_Directions:_
Put the stretch of the records from the line containing "of the **sky**" through the line containing "3), (204, 3)]]" into a Markdown table with the columns Row and Line, one numbered row per line, skipping blank lines. Leave the pictures out.
## BEGIN Input for this task
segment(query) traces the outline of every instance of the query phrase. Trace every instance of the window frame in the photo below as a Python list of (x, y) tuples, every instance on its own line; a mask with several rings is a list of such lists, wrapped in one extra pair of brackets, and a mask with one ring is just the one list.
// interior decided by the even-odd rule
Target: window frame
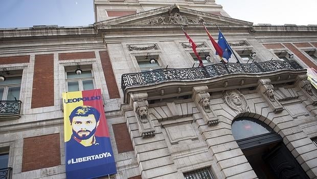
[(84, 71), (90, 71), (92, 74), (92, 76), (77, 77), (77, 78), (73, 78), (69, 79), (69, 78), (67, 78), (67, 73), (75, 73), (74, 70), (72, 71), (71, 70), (69, 70), (65, 71), (65, 85), (66, 85), (66, 90), (67, 91), (67, 92), (71, 92), (69, 91), (69, 85), (68, 85), (69, 82), (78, 82), (78, 88), (79, 88), (79, 91), (84, 91), (83, 82), (85, 81), (92, 80), (93, 85), (94, 86), (94, 89), (96, 89), (96, 83), (95, 82), (95, 76), (94, 75), (94, 71), (93, 69), (81, 69), (81, 70), (82, 70), (83, 72)]

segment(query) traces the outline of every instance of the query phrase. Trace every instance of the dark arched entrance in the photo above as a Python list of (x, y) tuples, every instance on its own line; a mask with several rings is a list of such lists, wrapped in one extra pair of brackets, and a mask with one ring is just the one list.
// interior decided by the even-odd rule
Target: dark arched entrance
[(266, 124), (242, 117), (234, 120), (232, 130), (259, 178), (309, 178), (282, 137)]

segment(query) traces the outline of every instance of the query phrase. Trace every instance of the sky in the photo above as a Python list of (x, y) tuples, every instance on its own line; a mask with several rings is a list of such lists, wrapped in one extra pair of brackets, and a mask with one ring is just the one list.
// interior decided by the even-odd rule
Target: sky
[[(254, 23), (317, 25), (316, 0), (216, 0), (232, 18)], [(93, 0), (0, 0), (0, 28), (94, 24)]]

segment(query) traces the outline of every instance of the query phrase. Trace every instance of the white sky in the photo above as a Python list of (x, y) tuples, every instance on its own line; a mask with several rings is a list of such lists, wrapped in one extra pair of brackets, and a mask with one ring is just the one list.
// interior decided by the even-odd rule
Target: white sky
[(254, 24), (317, 25), (317, 0), (216, 0), (234, 18)]

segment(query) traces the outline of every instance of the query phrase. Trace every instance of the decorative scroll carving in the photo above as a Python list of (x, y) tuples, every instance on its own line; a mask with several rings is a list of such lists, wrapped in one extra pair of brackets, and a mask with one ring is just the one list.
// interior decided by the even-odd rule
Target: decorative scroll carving
[(155, 135), (155, 129), (148, 114), (149, 104), (147, 102), (147, 93), (132, 94), (131, 100), (133, 101), (133, 108), (139, 131), (143, 138)]
[(195, 87), (193, 88), (194, 101), (198, 111), (202, 115), (202, 118), (208, 126), (214, 126), (219, 123), (219, 120), (214, 114), (214, 111), (210, 107), (210, 94), (206, 92), (208, 87), (205, 86)]
[(131, 45), (128, 46), (128, 49), (129, 51), (133, 51), (133, 50), (158, 50), (158, 47), (156, 44), (153, 44), (153, 45), (148, 46), (148, 47), (139, 47), (137, 46), (132, 46)]
[(275, 98), (274, 87), (270, 84), (269, 79), (262, 79), (259, 81), (259, 87), (261, 94), (266, 100), (268, 105), (272, 108), (275, 113), (279, 113), (284, 110), (283, 106)]
[(299, 87), (302, 88), (303, 93), (305, 94), (308, 100), (310, 101), (312, 105), (317, 105), (317, 95), (314, 91), (315, 90), (311, 86), (309, 81), (307, 80), (307, 76), (299, 77), (300, 80), (298, 82)]
[[(187, 45), (184, 43), (182, 43), (181, 44), (183, 48), (186, 49), (186, 48), (192, 48), (192, 46), (191, 46), (189, 45)], [(197, 44), (197, 48), (201, 48), (201, 47), (207, 47), (207, 46), (204, 42), (201, 43), (200, 44)]]
[(229, 45), (232, 46), (250, 46), (249, 44), (246, 42), (246, 41), (240, 41), (238, 43), (229, 43)]
[(223, 99), (227, 105), (239, 113), (247, 111), (246, 100), (237, 90), (226, 91), (223, 96)]
[(187, 26), (188, 25), (188, 19), (186, 17), (180, 15), (178, 13), (175, 13), (170, 14), (166, 17), (158, 17), (156, 20), (150, 21), (148, 24), (180, 24), (183, 26)]

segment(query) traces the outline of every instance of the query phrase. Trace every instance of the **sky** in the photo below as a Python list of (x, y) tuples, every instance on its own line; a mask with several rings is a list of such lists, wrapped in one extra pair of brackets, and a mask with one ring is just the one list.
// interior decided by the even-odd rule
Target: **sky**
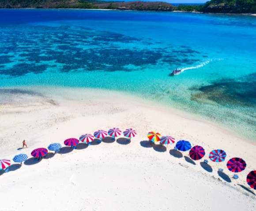
[[(111, 0), (114, 1), (132, 1), (136, 0)], [(210, 0), (140, 0), (144, 1), (165, 1), (169, 3), (204, 3)]]

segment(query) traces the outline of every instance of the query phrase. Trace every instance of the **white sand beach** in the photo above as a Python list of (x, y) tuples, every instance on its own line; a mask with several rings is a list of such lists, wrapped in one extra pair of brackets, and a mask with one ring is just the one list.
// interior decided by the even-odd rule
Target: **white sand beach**
[[(0, 99), (0, 159), (12, 160), (19, 153), (30, 158), (34, 149), (56, 142), (64, 146), (68, 138), (100, 129), (131, 127), (137, 132), (131, 143), (120, 139), (82, 144), (38, 163), (30, 159), (19, 169), (14, 166), (0, 175), (1, 211), (256, 209), (255, 192), (246, 182), (247, 174), (256, 168), (253, 140), (180, 111), (110, 91), (24, 87), (1, 89)], [(202, 146), (207, 157), (211, 150), (223, 149), (226, 161), (241, 157), (246, 168), (237, 180), (232, 178), (226, 162), (218, 165), (209, 161), (212, 172), (203, 164), (206, 170), (203, 160), (189, 162), (188, 152), (176, 157), (174, 145), (166, 150), (152, 147), (147, 138), (151, 130)], [(23, 139), (28, 148), (17, 150)], [(218, 175), (219, 167), (227, 177)]]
## END Input for this task
_Result of this exercise:_
| Row | Line |
|---|---|
| 1 | segment(query) traces the outline of every instance of the query phrase. Trace every instance of the **sky** in the photo below as a Python list of (x, y) tuples, every instance on its own line; a mask with several rings is a list of such lists, wrapped in one extra pair of brackets, and a mask with one ring is just the one list. |
| 2 | // interior decided by the even-odd rule |
| 3 | Target: **sky** |
| 4 | [[(111, 0), (114, 1), (132, 1), (136, 0)], [(210, 0), (140, 0), (144, 1), (165, 1), (169, 3), (204, 3)]] |